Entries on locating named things
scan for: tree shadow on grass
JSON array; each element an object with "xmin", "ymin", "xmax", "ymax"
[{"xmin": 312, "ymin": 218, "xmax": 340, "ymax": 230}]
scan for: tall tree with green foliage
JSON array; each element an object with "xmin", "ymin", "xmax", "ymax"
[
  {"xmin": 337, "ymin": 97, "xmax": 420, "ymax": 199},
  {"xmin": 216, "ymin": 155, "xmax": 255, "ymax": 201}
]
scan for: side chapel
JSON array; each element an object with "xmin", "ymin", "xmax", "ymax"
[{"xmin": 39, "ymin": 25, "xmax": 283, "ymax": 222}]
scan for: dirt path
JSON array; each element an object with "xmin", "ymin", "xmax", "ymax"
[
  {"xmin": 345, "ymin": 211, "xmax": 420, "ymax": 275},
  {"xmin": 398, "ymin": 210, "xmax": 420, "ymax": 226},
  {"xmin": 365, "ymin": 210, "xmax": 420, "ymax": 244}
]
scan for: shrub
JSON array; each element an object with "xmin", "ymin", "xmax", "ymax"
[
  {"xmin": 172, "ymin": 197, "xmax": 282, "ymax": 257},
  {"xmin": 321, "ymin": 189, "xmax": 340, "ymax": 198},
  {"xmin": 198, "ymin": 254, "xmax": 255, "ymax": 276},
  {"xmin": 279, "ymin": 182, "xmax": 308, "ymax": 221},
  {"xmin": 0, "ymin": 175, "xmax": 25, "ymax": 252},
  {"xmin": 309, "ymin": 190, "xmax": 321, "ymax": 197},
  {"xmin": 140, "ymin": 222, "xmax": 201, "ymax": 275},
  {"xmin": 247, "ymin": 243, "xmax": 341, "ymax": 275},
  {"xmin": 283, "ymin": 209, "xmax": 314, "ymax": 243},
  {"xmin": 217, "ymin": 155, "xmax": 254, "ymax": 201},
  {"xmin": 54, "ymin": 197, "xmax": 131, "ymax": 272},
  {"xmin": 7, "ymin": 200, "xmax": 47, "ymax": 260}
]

● What you will do
Reproduce every line of the material above exactly.

● Task solution
scan for: tree shadow on grass
JSON array; each element an object with "xmin", "ymin", "xmax", "ymax"
[{"xmin": 312, "ymin": 218, "xmax": 340, "ymax": 230}]
scan for: tall tree with green foliage
JSON array; each element an object with "xmin", "ymin", "xmax", "ymax"
[
  {"xmin": 337, "ymin": 97, "xmax": 420, "ymax": 199},
  {"xmin": 216, "ymin": 155, "xmax": 255, "ymax": 201}
]
scan for: side chapel
JSON array; each element an object with "xmin", "ymin", "xmax", "ymax"
[{"xmin": 39, "ymin": 25, "xmax": 283, "ymax": 222}]
scan for: dirt path
JSON array; each element an object with "xmin", "ymin", "xmax", "ymax"
[
  {"xmin": 345, "ymin": 211, "xmax": 420, "ymax": 275},
  {"xmin": 398, "ymin": 210, "xmax": 420, "ymax": 226},
  {"xmin": 365, "ymin": 210, "xmax": 420, "ymax": 244}
]
scan for: shrub
JSON array; each element an object with "xmin", "ymin", "xmax", "ymax"
[
  {"xmin": 172, "ymin": 197, "xmax": 282, "ymax": 257},
  {"xmin": 321, "ymin": 189, "xmax": 340, "ymax": 198},
  {"xmin": 198, "ymin": 254, "xmax": 255, "ymax": 276},
  {"xmin": 279, "ymin": 182, "xmax": 308, "ymax": 221},
  {"xmin": 0, "ymin": 175, "xmax": 25, "ymax": 252},
  {"xmin": 309, "ymin": 190, "xmax": 321, "ymax": 197},
  {"xmin": 140, "ymin": 222, "xmax": 201, "ymax": 275},
  {"xmin": 247, "ymin": 243, "xmax": 341, "ymax": 275},
  {"xmin": 283, "ymin": 209, "xmax": 314, "ymax": 243},
  {"xmin": 217, "ymin": 155, "xmax": 254, "ymax": 201},
  {"xmin": 54, "ymin": 197, "xmax": 131, "ymax": 272},
  {"xmin": 7, "ymin": 200, "xmax": 47, "ymax": 260}
]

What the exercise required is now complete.